#### [Objective]
Pull every line from the items below and reproduce each one verbatim.
>> Start Excerpted records
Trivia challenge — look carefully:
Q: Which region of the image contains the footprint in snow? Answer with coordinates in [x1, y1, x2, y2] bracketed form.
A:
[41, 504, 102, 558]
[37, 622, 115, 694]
>> End Excerpted records
#### [The response]
Trivia challenge — look carefully:
Q: Which region of the image contains the footprint in snow? Answer with coordinates in [x1, y1, x2, y2] bracketed form.
A:
[41, 504, 102, 558]
[37, 622, 115, 694]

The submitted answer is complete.